* **Passage shown**:
──────────────────────────────

Cooper: Trump supporters say their fellow Black Americans 'don't have to vote Democrat'

Associated Press File Photo / U.S. Sen. Tim Scott, R-South Carolina, in a speech to the viral Republican National Convention, said his party offers the best chance of "making that American Dream a reality" for families like his.
Associated Press File Photo / U.S. Sen. Tim Scott, R-South Carolina, in a speech to the viral Republican National Convention, said his party offers the best chance of "making that American Dream a reality" for families like his.

A decidedly nonpolitical individual called our attention to a video last week offered up by a Black candidate for Congress.

"I agree with all of this," the individual said.

We were intrigued.

The congressional candidate, Republican Kim Klacik, was walking through the mean streets of Baltimore in a red dress and red stilettos lamenting act the fact Democrats had run that city - her city - for more than a half century but that the once-thriving city had disintegrated into a poster child for poor public education and crime.

Charm City, she said, has become a lot less charming.

Maryland's 7th congressional district has been represented by a black Democrat since 1971.

Klacik's simple message at the end of her two and a half-minute video was this: "Black people don't have to vote Democrat."

That same candidate was one of the speakers for the first night of the virtual Republican National Convention Monday. Her video, which has been viewed more than 11.4 million times, undoubtedly caught the eye of a party that is hoping its leader's actions - as opposed to the usual Democratic rhetoric - will pierce a demographic whose voters cast their ballots for Democrats about 90% of the time.

Klacik recited how Democrats had taken many of America's great cities and run them "into the ground," despite forcing their inhabitants to pay ever higher taxes.

"And yet," she said, "the Democrats still assume that Black people will vote for them, no matter how much they let us down and take us for granted. Nope. We're sick of it and not going to take it anymore. The days of blindly supporting the Democrats are coming to an end."

President Donald Trump got about 8% of the Black vote in 2016. Evidence is that that figure likely will increase in November. But how much, no one knows.

If it merely doubled, analysts have said, it could permanently alter the electorate for both parties.

Several speakers at the convention highlighted the president's record on criminal justice reform, school choice and the economy, where specific actions were taken and results followed, compared to the gloomy Democratic convention last week where one speaker after another described a horrible country unrecognizable to most voters.

"In much of the Democratic Party," said Nikki Haley, the former ambassador to the United Nations, "it's now fashionable to say that America is racist. That is a lie. America is not a racist country.

Haley, a Republican and the daughter of Indian immigrants, was the first minority governor of South Carolina.

"America is a story that's a work in progress, and now is the time to build on that progress and make America even freer, fairer and better for everyone," she said.

──────────────────────────────

* **Activities**:
[a] Can you write out everything in the column on Black voters and the Republican convention from "The congressional candidate, Republican" down to "Democrat since 1971."?
[b] Can you extend the column on Black voters and the Republican convention, picking up right after its last sentence?
The data after this point is separate material, unrelated to the column on Black voters and the Republican convention.

* **Data extracts**:
──────────────────────────────

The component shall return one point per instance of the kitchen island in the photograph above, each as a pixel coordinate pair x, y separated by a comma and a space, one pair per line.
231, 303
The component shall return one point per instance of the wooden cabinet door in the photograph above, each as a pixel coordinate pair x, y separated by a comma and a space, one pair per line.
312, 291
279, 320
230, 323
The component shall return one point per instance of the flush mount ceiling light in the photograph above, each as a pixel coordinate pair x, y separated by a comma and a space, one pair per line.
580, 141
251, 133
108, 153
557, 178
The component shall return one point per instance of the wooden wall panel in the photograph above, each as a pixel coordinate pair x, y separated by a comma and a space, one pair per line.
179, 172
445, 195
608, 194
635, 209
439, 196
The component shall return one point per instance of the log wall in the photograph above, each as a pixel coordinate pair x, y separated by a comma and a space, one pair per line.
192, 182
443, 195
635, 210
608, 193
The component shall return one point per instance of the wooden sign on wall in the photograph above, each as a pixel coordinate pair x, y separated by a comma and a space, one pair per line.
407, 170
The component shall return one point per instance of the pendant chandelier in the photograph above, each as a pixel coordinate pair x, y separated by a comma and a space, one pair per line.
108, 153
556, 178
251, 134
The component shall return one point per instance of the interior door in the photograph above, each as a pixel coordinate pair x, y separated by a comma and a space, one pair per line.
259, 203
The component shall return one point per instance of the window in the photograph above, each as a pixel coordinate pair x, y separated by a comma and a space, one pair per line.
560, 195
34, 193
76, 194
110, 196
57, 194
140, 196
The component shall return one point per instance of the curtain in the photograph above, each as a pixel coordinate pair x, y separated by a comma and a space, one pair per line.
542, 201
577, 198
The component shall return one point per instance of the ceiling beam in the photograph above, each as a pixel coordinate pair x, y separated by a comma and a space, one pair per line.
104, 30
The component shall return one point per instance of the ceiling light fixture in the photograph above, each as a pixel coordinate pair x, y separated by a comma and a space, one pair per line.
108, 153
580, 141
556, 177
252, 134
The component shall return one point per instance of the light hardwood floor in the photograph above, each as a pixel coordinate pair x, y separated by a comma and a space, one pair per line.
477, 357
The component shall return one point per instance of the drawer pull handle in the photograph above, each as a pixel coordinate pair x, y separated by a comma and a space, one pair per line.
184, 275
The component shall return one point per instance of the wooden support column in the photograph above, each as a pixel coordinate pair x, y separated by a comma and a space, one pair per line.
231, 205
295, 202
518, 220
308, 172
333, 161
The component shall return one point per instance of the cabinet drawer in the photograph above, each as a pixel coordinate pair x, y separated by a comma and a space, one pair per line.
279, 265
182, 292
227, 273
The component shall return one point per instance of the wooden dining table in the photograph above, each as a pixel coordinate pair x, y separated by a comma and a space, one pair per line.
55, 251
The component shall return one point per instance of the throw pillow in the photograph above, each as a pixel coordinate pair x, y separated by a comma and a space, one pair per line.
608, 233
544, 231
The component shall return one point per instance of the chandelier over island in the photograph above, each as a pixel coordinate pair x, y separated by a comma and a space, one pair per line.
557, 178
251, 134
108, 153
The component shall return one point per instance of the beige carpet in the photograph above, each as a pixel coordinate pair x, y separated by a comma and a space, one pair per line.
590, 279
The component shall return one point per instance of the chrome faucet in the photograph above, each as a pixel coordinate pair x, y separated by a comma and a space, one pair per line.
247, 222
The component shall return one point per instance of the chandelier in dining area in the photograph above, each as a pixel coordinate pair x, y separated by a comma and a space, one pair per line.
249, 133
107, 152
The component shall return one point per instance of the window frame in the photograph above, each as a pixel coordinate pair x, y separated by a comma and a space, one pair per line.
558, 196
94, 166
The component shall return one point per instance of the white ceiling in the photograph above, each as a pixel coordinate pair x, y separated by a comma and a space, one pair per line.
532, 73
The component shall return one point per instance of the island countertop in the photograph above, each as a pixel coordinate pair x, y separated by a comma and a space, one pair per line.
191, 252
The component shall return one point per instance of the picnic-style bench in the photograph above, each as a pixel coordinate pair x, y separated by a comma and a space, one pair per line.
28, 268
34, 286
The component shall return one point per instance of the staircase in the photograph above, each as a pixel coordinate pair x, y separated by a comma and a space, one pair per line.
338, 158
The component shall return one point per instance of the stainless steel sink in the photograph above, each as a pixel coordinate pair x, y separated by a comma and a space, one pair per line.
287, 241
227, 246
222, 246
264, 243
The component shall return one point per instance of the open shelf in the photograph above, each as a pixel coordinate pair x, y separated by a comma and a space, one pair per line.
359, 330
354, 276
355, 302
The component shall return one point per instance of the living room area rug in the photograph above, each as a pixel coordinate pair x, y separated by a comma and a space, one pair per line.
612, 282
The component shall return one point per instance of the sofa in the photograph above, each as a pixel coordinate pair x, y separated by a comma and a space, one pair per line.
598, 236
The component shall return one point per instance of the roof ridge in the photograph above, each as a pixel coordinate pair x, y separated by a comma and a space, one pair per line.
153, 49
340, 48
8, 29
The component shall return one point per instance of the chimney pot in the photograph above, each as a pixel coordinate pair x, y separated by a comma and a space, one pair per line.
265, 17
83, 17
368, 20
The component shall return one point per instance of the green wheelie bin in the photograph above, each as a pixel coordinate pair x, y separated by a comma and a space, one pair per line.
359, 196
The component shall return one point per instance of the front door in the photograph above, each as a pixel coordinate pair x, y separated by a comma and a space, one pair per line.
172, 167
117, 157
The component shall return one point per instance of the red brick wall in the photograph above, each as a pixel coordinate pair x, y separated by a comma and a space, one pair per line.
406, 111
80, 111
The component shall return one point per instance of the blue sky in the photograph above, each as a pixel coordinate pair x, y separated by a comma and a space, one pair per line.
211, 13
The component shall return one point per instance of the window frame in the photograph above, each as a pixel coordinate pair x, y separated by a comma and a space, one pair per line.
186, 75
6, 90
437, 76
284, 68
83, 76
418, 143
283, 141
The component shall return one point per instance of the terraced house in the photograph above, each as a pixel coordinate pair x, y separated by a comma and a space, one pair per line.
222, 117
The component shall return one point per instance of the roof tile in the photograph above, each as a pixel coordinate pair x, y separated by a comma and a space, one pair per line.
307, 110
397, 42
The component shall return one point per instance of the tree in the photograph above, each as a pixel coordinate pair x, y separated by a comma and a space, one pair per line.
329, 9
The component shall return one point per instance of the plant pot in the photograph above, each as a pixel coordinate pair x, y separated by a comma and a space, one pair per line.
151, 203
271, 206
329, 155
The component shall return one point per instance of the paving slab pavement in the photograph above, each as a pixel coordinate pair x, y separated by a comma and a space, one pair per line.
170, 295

──────────────────────────────

* **Your responses**:
[a]
The congressional candidate, Republican Kim Klacik, was walking through the mean streets of Baltimore in a red dress and red stilettos lamenting act the fact Democrats had run that city - her city - for more than a half century but that the once-thriving city had disintegrated into a poster child for poor public education and crime.

Charm City, she said, has become a lot less charming.

Maryland's 7th congressional district has been represented by a black Democrat since 1971.

[b]
United States Sen. Tim Scott, R-South Carolina, who is Black, said the Republican Party offers the best chance of "making that American Dream a reality" for families like his, which went "from cotton to Congress in one lifetime."

Where Democratic presidential nominee Joe Biden led an effort to pass the 1994 crime bill "that put millions of Black Americans behind bars," he said, Trump's bipartisan First Step Act began to reverse that "and made our system more fair and just for all Americans."

Scott, who noted Biden has been in Washington 47 years, challenged voters to "look at [the former vice president's] actions" and to "look at what he already did and did not do."

"Joe Biden said if a black man didn't vote for him, he wasn't truly black," he said. "Joe Biden said black people are a monolithic community. It was Joe Biden who said poor kids can be just as smart as white kids."

Scott also pointed to Democrats' efforts to scuttle any legislation on police reform, which he had tried to advance in June.

"Democrats called our work a token effort and walked out of the room during negotiations because they wanted the issue more than they wanted a solution," he said.

Sen. Richard Durbin, D-Illinois, had called Scott's work a "token, half-hearted approach."

"To call this a token process," the South Carolina senator said at the time, "hurts my soul."

Legendary University of Georgia running back Herschel Walker also spoke at the convention. He and Trump had been friends for 37 years.

"Growing up in the deep South," he said, "I've seen racism up close. I know what it is, and it isn't Donald Trump. Just because someone loves and respect the flag, our national anthem, and our country doesn't mean they don't care about social justice. I care about all of those things. So does Donald Trump. He shows how much he cares about social justice in the black community through his actions, and his actions speaks louder than stickers or slogans."

We return to Klacik, though, because we believe as a young, first-time candidate she has the power to deliver a message to a new generation of Black voters that, in her words, "the color of someone's skin [doesn't dictate] their political views. We're not buying the lies any more."